** WHAT YOU WILL DO **
Verbatim output of the full listing is required.

** DATA EXCERPTS **

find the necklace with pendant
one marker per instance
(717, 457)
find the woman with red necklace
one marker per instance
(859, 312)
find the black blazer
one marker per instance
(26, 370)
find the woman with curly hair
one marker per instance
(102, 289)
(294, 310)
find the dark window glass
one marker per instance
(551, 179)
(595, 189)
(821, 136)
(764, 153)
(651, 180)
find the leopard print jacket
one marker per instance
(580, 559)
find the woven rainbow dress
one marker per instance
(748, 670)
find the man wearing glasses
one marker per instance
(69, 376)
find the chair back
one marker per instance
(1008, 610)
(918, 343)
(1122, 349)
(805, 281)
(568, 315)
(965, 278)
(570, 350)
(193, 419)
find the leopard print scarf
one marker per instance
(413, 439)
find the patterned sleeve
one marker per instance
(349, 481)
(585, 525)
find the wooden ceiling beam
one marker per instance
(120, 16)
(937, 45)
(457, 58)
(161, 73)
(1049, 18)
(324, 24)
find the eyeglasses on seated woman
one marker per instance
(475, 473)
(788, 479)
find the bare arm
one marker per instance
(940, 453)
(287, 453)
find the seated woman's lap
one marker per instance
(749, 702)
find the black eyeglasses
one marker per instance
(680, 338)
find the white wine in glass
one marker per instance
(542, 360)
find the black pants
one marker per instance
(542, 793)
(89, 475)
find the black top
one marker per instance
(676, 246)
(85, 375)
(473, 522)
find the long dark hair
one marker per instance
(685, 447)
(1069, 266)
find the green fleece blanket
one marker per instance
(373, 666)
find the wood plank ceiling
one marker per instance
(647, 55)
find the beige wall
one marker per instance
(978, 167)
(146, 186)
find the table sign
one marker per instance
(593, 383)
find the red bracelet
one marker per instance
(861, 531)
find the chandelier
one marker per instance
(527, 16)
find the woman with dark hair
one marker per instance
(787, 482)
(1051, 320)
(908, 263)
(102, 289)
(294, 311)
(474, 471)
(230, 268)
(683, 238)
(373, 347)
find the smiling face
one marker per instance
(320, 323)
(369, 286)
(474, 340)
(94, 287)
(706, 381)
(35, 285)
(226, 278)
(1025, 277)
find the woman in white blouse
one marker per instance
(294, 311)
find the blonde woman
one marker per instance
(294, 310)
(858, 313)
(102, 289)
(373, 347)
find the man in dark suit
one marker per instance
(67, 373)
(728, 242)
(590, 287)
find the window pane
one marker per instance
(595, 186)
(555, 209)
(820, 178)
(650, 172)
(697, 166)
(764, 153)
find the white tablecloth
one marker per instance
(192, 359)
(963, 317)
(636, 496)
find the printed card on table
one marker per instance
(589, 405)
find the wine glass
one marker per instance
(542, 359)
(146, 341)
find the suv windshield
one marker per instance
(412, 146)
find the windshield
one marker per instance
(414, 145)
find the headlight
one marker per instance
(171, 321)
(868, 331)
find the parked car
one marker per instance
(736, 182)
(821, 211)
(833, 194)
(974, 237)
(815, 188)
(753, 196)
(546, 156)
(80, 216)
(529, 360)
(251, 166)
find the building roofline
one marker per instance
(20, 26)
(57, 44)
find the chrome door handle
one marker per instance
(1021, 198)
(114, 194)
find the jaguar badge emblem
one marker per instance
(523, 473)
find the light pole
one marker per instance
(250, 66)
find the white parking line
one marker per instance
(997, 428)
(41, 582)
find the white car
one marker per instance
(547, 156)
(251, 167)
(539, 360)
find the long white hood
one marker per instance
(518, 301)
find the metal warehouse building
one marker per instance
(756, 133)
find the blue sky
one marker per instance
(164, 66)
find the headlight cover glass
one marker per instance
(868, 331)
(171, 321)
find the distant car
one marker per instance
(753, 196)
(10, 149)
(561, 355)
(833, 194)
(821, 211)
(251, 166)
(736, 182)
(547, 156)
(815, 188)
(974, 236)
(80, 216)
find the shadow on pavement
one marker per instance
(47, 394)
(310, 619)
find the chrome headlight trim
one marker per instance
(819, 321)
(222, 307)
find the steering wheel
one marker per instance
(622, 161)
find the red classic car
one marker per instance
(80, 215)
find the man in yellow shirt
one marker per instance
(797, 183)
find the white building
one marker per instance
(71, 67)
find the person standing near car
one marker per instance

** COMPLETED EXERCISE **
find the necklace with pendant
one marker per instance
(717, 457)
find the woman with red necklace
one marker per instance
(859, 312)
find the black blazer
one marker per instance
(26, 370)
find the woman with curly hair
one marker per instance
(102, 289)
(294, 310)
find the dark window glass
one marker per instance
(551, 179)
(595, 189)
(821, 136)
(764, 153)
(651, 180)
find the leopard print jacket
one marker per instance
(580, 559)
find the woven rainbow dress
one marker per instance
(748, 670)
find the man wearing glasses
one marker per instance
(69, 376)
find the chair back
one marker per instance
(1008, 610)
(918, 343)
(1122, 349)
(805, 281)
(568, 315)
(965, 278)
(570, 350)
(193, 419)
find the leopard print scarf
one marker per instance
(413, 439)
find the patterned sleeve
one marker per instance
(349, 481)
(585, 525)
find the wooden ceiling beam
one marker per instance
(120, 16)
(937, 45)
(457, 58)
(161, 73)
(1049, 18)
(324, 24)
find the eyeglasses on seated woman
one marker per instance
(475, 473)
(788, 479)
find the bare arm
one marker per instance
(940, 453)
(287, 453)
find the seated woman's lap
one marker per instance
(749, 702)
find the black eyeglasses
one marker per instance
(680, 338)
find the white wine in glass
one marker per instance
(542, 360)
find the black pants
one marker per instance
(542, 793)
(89, 475)
find the black top
one marker per instance
(676, 246)
(85, 375)
(473, 522)
find the long dark hair
one marker per instance
(685, 447)
(1069, 266)
find the green fleece blanket
one marker per instance
(373, 666)
find the wood plank ceiling
one marker per instance
(647, 55)
find the beige wall
one marker per instance
(978, 167)
(146, 186)
find the table sign
one marker per instance
(593, 383)
find the red bracelet
one marker per instance
(861, 531)
find the chandelier
one marker per instance
(527, 16)
find the woman with dark hair
one marker per instance
(787, 482)
(1051, 320)
(908, 263)
(102, 289)
(294, 311)
(474, 471)
(230, 268)
(683, 238)
(373, 347)
find the smiling face
one marker per instance
(320, 323)
(369, 286)
(474, 340)
(94, 287)
(706, 381)
(35, 285)
(226, 278)
(1025, 277)
find the woman in white blouse
one marker per instance
(294, 311)
find the blonde woman
one marker per instance
(294, 310)
(858, 313)
(102, 289)
(373, 347)
find the man in dark suit
one marker per instance
(67, 373)
(728, 242)
(590, 287)
find the window pane
one marker per instance
(595, 186)
(555, 209)
(820, 178)
(650, 172)
(697, 166)
(764, 153)
find the white tablecloth
one marker per instance
(192, 359)
(963, 317)
(636, 496)
find the printed card on table
one marker per instance
(589, 405)
find the wine glass
one marker per instance
(542, 359)
(146, 341)
find the suv windshield
one marker per instance
(412, 146)
find the windshield
one marker per instance
(414, 145)
find the headlight
one marker per instance
(171, 321)
(868, 331)
find the parked car
one marker per instance
(736, 182)
(821, 211)
(833, 194)
(974, 237)
(815, 188)
(753, 196)
(546, 156)
(80, 216)
(529, 360)
(251, 166)
find the building roofline
one marker per instance
(20, 26)
(57, 44)
find the chrome door handle
one marker per instance
(1021, 198)
(114, 194)
find the jaguar badge emblem
one marker per instance
(523, 473)
find the light pole
one marker per instance
(250, 66)
find the white parking line
one marker per instance
(997, 428)
(41, 582)
find the white car
one marker per instance
(547, 156)
(251, 167)
(539, 360)
find the long white hood
one marker per instance
(518, 301)
find the metal warehouse building
one marker per instance
(756, 133)
find the blue sky
one marker per instance
(164, 66)
find the headlight cover glass
one marker per instance
(868, 331)
(171, 321)
find the distant car
one marker per instance
(753, 196)
(10, 149)
(561, 355)
(833, 194)
(821, 211)
(251, 166)
(736, 182)
(547, 156)
(815, 188)
(974, 236)
(80, 216)
find the shadow on pavement
one marker per instance
(47, 394)
(310, 619)
find the chrome headlight trim
one marker per instance
(819, 321)
(222, 307)
find the steering wheel
one marker per instance
(622, 161)
find the red classic car
one marker per instance
(80, 215)
find the man in yellow shirt
one marker per instance
(797, 183)
find the white building
one marker per instance
(71, 67)
find the person standing near car
one marker per instance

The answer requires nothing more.